__Exercise data__:
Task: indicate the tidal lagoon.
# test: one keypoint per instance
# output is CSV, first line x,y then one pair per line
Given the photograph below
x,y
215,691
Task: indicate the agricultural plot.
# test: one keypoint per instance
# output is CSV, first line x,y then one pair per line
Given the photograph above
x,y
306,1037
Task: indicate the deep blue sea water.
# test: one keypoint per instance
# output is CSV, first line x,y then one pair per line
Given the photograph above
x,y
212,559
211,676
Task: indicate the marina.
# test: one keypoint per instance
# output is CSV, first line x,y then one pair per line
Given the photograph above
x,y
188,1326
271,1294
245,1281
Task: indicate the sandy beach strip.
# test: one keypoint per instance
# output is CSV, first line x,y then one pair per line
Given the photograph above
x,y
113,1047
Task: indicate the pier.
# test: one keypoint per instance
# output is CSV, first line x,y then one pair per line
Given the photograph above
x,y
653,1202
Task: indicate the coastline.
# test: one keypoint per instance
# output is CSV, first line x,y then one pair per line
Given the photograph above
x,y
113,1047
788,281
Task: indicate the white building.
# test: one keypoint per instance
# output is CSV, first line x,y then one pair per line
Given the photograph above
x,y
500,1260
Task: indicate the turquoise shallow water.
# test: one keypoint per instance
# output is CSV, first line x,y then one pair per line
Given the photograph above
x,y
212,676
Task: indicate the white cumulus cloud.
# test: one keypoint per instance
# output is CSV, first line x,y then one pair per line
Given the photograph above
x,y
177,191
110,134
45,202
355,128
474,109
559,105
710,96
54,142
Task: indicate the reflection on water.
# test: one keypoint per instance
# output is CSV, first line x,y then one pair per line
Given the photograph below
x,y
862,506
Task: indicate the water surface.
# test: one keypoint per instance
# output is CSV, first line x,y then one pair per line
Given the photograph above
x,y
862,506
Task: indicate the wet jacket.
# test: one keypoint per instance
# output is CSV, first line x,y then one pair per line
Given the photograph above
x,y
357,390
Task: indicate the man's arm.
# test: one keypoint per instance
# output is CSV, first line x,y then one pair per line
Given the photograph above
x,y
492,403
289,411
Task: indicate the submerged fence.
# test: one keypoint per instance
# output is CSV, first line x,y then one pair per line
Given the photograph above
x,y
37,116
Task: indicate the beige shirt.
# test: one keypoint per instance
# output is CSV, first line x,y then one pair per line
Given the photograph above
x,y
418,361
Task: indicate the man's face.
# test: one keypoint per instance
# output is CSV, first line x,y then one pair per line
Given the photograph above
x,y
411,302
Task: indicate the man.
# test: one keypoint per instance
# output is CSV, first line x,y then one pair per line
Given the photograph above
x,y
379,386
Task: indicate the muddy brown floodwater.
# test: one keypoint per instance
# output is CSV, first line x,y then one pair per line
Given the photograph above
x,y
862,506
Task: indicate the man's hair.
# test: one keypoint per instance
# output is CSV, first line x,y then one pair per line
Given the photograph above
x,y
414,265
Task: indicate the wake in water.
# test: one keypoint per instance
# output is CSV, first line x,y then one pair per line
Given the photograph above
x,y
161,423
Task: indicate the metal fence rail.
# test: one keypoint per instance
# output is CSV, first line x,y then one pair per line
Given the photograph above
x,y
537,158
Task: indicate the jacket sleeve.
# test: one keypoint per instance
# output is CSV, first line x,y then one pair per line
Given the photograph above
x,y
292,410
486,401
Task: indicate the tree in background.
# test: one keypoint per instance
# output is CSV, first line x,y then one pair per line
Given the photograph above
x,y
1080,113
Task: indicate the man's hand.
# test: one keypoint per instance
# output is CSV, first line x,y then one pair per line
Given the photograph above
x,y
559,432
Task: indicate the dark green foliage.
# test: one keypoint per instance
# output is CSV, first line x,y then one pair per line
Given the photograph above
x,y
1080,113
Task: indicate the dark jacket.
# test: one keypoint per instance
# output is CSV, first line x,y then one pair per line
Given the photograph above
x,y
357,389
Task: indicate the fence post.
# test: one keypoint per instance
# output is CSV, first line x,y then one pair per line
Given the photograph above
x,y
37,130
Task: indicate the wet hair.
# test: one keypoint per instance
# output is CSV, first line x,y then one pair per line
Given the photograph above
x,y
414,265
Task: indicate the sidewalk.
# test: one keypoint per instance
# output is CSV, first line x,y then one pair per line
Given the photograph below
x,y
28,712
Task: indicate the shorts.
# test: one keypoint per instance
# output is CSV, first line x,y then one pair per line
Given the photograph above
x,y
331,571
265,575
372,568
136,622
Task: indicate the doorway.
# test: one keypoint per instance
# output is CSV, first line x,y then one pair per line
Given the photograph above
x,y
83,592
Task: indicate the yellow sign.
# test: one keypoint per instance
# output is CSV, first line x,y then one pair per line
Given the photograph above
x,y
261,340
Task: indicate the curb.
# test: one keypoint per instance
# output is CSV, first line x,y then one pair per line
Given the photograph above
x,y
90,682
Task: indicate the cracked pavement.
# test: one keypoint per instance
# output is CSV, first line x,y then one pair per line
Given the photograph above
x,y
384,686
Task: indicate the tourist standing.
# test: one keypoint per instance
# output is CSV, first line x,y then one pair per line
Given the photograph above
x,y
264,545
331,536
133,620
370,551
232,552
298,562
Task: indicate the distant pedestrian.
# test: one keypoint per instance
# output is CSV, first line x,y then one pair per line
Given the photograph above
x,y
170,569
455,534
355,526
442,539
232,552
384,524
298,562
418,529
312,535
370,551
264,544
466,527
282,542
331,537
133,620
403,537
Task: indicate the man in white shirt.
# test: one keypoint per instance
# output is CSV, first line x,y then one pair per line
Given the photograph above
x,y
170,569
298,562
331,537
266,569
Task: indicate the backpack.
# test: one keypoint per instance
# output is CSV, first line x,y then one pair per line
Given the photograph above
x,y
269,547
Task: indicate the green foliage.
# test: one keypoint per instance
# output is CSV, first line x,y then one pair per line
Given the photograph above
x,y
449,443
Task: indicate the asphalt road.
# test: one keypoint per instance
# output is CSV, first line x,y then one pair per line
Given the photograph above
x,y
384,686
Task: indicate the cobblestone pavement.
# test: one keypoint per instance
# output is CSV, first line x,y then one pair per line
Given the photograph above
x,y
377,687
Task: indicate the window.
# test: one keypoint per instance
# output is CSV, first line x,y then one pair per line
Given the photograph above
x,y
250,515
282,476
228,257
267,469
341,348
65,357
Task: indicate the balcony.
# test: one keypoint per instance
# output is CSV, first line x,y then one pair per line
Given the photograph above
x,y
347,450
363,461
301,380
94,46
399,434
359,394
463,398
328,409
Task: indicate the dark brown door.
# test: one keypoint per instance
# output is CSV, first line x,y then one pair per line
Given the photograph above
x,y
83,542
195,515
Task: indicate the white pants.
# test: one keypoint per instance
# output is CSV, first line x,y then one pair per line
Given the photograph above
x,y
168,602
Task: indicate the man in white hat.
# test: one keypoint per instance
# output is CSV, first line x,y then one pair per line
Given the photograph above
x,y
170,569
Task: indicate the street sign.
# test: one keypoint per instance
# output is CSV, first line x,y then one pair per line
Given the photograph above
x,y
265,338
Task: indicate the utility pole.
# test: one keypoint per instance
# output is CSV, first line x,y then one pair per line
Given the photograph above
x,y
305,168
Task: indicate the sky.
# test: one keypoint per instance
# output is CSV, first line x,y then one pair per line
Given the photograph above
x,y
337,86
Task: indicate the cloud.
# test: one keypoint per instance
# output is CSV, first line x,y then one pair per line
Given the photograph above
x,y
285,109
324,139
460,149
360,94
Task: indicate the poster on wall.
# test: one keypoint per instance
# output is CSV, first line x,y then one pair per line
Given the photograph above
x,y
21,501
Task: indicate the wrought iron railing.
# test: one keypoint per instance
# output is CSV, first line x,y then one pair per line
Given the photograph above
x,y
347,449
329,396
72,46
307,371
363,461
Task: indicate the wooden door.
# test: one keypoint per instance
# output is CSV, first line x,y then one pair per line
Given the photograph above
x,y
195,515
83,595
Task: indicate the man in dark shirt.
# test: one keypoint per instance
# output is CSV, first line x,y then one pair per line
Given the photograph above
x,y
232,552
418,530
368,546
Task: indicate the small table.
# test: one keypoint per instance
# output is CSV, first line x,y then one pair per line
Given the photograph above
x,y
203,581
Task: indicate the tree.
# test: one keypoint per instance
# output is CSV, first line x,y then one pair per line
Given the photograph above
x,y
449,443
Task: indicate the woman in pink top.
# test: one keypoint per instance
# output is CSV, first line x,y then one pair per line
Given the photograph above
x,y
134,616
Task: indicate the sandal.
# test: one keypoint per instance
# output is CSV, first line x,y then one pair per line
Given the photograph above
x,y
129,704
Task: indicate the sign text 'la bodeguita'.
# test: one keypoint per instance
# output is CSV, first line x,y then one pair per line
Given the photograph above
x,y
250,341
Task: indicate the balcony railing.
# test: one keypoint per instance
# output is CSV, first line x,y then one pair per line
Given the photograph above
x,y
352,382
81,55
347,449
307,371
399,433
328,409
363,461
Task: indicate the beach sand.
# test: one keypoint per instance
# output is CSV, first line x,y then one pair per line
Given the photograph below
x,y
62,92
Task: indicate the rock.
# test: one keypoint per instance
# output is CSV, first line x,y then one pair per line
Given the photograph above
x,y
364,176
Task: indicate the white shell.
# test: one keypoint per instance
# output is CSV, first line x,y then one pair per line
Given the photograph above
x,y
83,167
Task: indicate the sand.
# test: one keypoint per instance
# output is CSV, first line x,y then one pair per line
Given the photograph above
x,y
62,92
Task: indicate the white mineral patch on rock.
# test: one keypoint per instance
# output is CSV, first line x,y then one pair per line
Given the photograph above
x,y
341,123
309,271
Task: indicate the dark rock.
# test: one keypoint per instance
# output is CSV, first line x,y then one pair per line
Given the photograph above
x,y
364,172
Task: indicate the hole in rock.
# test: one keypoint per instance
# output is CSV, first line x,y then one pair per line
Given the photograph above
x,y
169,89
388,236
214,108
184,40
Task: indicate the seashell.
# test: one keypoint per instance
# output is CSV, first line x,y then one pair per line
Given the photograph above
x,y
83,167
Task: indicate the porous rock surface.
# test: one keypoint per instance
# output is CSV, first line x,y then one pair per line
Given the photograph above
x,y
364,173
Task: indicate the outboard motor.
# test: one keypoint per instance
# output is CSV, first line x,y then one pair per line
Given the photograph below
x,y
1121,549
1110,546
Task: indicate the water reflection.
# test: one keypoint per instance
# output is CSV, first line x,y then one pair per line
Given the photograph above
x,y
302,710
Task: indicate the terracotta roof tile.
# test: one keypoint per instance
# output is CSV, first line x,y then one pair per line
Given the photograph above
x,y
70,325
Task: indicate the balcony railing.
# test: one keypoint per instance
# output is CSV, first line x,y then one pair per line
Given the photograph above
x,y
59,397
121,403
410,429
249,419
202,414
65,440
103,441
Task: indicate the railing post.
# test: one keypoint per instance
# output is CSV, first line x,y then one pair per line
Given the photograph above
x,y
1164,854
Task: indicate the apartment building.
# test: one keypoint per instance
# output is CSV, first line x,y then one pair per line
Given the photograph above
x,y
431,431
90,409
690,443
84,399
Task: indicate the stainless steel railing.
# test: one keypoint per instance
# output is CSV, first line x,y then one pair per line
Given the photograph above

__What you should do__: Find the string "sign" in the entries above. Copy each line where it occurs.

__Written solution__:
Task: indicate the yellow sign.
Task: indicate the street sign.
Task: indicate the sign text 'la bodeguita'.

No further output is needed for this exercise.